## Probleembeschrijving
Schrijf alle onderstaande regels letterlijk over.

## Gegeven regels
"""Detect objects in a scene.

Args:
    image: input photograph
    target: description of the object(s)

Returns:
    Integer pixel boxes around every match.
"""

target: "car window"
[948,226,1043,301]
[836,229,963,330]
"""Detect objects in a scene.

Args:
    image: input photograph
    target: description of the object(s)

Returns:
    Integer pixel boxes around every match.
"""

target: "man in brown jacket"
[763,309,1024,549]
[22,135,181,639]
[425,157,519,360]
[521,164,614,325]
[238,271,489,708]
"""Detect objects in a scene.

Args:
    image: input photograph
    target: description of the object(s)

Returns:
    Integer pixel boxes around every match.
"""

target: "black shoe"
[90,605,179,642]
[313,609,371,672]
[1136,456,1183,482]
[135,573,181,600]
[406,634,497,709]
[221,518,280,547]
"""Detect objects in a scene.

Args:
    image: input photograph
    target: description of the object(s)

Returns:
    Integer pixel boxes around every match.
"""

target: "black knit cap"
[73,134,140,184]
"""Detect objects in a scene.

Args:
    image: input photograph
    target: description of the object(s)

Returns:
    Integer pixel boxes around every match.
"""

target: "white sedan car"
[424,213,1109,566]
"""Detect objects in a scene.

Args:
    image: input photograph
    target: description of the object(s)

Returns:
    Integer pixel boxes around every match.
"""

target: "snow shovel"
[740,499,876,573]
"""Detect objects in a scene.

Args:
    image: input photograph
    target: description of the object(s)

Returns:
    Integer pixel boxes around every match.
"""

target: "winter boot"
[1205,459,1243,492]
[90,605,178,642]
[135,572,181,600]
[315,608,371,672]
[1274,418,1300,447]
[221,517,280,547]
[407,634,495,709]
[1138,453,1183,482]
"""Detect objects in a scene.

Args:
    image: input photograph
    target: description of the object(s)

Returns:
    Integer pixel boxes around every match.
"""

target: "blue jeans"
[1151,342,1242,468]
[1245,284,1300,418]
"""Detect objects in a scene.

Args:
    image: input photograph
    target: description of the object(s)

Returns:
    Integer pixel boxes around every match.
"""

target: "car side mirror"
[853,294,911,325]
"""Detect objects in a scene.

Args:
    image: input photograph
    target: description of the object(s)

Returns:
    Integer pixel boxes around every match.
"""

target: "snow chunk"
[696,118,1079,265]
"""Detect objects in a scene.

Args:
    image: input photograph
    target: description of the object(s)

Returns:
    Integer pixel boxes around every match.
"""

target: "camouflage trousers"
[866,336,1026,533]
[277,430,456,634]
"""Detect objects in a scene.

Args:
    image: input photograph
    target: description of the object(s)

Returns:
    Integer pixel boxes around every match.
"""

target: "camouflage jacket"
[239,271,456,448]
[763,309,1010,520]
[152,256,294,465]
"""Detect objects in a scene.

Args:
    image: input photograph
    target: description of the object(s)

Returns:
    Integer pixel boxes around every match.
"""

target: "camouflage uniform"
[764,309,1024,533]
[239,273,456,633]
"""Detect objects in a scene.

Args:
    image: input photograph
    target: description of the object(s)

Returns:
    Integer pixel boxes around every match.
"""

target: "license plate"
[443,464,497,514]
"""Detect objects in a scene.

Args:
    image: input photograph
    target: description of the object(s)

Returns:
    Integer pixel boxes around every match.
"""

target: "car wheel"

## Oplossing
"""Detect objects in a scene.

Args:
    image: input photograph
    target: description of the object(s)

Returns:
    Integer pixel boxes around every match.
"""

target: "car window"
[948,226,1043,301]
[836,229,963,330]
"""Detect objects in a scene.

Args:
    image: input photograph
    target: description of the object(s)

Returns:
    Integer pixel boxes around every match.
"""

target: "man in brown jacket"
[763,309,1024,549]
[22,135,181,639]
[425,157,519,360]
[521,164,614,325]
[238,271,489,708]
"""Detect objects in a scene.

Args:
    image: input photograph
    target: description of the object(s)

Returns:
    Integer pixel boxes around every match.
"""

target: "black shoe"
[90,605,179,642]
[313,609,371,672]
[1136,456,1183,482]
[135,573,181,600]
[406,634,497,709]
[221,518,280,547]
"""Detect objects in a scene.

Args:
    image: input photograph
    target: description of the object(s)

Returns:
    Integer pixel boxes around every match.
"""

target: "black knit cap"
[73,134,140,184]
"""Detect objects in a scene.

Args:
    image: input photograph
    target: description of the object(s)

Returns:
    Integer pixel boxes around every match.
"""

target: "white sedan car"
[424,213,1109,566]
"""Detect objects in a scene.

Args:
    image: input photograph
    target: description of the object(s)

Returns:
    Integer pixel boxes around every match.
"""

target: "snow shovel"
[740,499,876,573]
"""Detect objects in a scene.

Args:
    image: input photograph
    target: description of the object(s)

Returns:
    Integer pixel boxes around every match.
"""

target: "winter boot"
[1205,459,1243,492]
[90,605,178,642]
[135,572,181,600]
[315,608,371,672]
[1274,418,1300,447]
[221,517,280,547]
[407,634,495,709]
[1138,453,1183,482]
"""Detect objects in a scene.

Args:
    image: input photograph
    target: description of the object(s)

Returns:
    Integer pixel boxes around every match.
"""

target: "blue jeans"
[1151,342,1242,468]
[1245,284,1300,418]
"""Detect objects in a scene.

Args:
    image: input photograph
    target: description of the object(s)

Returns:
    Integer pixel boxes around every match.
"""

target: "car side mirror"
[853,294,911,325]
"""Detect objects in a scene.

Args:
    image: input photograph
    target: description of the object(s)

Returns:
    Integer pixel boxes around every match.
"""

target: "snow chunk"
[696,118,1079,265]
"""Detect objects in a scene.

Args:
    image: input photograph
    target: description of the object(s)

Returns:
    Integer pixel boxes around every match.
"""

target: "camouflage trousers"
[866,336,1026,533]
[277,430,456,634]
"""Detect objects in a scene.

Args:
    image: input photograph
    target: description of the object(s)

Returns:
    Integer pixel boxes around every match.
"""

target: "camouflage jacket"
[239,271,456,448]
[763,309,1010,520]
[152,256,294,465]
"""Detect objects in a scene.

Args:
    image: input photograph
    target: description of the object(s)

Returns:
    Integer pixel boxes around every match.
"""

target: "camouflage uniform"
[764,309,1024,533]
[239,273,456,633]
"""Detect objects in a scene.

Args:
    image: input photograph
    target: description of the object(s)

Returns:
    Integer pixel boxes around every match.
"""

target: "license plate"
[443,464,497,514]
"""Detect objects in a scene.

Args:
    image: input photograph
    target: description of the object(s)

Returns:
    Integer pixel boxes around every match.
"""

target: "car wheel"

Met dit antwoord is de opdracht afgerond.